### What is needed
Note each line in the data below that holds "stone", and copy it.

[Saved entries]
++++++++++

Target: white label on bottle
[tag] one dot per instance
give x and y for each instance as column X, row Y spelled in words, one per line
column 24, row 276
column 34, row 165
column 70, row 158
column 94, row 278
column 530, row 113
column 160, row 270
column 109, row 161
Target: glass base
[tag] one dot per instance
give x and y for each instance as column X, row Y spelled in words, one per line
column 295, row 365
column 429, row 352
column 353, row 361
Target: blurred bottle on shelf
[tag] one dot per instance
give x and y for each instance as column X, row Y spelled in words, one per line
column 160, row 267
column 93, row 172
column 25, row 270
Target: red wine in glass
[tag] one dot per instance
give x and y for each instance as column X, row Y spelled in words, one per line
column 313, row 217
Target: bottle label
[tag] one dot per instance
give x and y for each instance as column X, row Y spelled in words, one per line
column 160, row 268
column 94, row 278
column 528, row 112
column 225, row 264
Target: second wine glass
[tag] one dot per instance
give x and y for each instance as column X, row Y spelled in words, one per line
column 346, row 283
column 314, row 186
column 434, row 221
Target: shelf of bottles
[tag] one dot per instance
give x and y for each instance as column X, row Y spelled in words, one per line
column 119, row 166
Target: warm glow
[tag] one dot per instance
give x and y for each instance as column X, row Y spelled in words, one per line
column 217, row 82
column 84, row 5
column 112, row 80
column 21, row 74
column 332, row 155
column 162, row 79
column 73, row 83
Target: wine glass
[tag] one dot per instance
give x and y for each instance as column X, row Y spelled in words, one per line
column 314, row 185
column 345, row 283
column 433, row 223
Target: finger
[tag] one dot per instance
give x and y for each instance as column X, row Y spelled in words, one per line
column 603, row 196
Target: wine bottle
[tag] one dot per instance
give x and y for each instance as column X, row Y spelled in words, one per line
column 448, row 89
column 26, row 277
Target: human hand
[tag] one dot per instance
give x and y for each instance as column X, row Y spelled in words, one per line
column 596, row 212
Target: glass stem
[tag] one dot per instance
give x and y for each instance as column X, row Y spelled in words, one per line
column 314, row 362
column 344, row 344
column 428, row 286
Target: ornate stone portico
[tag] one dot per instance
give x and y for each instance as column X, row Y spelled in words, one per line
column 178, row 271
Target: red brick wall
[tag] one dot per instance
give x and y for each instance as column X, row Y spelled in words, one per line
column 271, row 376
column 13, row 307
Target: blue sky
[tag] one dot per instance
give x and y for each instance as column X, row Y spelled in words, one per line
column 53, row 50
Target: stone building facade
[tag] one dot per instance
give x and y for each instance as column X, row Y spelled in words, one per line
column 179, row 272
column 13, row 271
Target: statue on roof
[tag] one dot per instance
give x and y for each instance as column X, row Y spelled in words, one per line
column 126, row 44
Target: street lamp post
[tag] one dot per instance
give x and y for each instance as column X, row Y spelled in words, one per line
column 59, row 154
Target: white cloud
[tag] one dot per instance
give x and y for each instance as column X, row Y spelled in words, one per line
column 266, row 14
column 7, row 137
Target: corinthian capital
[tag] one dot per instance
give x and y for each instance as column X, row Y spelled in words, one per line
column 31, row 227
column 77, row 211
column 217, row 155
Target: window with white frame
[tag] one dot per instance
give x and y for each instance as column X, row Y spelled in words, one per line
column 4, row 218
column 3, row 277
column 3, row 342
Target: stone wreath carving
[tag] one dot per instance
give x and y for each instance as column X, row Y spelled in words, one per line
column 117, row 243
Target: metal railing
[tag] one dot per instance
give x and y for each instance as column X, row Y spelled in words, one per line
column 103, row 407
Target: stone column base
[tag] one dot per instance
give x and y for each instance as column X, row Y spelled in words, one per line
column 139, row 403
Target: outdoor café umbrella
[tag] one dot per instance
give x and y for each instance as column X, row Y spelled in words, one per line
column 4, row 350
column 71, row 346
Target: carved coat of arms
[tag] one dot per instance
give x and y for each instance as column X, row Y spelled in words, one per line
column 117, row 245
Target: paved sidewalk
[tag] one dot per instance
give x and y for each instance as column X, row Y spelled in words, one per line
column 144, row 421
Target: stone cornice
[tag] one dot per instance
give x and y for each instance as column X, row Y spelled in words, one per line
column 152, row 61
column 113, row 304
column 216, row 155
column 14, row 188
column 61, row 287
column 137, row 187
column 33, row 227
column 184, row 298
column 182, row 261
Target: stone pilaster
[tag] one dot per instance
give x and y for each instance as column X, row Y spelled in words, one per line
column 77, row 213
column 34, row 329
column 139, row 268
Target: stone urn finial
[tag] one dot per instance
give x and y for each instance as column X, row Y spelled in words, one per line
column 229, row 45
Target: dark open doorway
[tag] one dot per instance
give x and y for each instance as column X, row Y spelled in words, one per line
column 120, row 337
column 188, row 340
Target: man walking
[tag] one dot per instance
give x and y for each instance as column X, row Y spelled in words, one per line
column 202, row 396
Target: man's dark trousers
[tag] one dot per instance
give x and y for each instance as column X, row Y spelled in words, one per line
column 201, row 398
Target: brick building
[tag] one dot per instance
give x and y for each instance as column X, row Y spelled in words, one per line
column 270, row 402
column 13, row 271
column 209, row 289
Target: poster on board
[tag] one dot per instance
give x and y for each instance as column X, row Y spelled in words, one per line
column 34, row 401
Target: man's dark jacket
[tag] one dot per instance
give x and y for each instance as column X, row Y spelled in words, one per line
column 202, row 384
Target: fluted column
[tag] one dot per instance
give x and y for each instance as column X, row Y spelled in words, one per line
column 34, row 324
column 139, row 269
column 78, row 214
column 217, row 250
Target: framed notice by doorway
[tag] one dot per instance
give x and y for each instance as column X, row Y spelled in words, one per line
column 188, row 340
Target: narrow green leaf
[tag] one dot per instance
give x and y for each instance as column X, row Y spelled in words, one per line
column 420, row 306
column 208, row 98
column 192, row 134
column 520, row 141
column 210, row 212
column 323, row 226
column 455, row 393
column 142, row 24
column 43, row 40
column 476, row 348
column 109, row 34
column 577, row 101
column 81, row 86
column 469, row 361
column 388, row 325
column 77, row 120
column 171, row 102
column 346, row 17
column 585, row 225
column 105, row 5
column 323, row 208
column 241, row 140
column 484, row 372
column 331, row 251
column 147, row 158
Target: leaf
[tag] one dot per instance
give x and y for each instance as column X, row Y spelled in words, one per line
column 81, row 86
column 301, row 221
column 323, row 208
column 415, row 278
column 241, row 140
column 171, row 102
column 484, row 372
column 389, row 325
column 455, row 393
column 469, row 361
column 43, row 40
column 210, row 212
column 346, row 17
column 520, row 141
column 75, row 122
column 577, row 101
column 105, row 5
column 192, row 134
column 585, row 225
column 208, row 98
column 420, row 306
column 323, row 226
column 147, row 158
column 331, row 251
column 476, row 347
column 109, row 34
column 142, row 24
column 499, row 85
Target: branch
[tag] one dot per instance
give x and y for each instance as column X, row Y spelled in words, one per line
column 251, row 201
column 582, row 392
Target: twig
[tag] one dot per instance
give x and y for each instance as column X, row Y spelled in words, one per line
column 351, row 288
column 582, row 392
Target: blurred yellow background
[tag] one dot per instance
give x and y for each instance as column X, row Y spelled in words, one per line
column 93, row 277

++++++++++

### Written answer
Target: ornate stone portico
Target: stone building facade
Target: stone wreath carving
Target: stone column base
Target: stone cornice
Target: stone pilaster
Target: stone urn finial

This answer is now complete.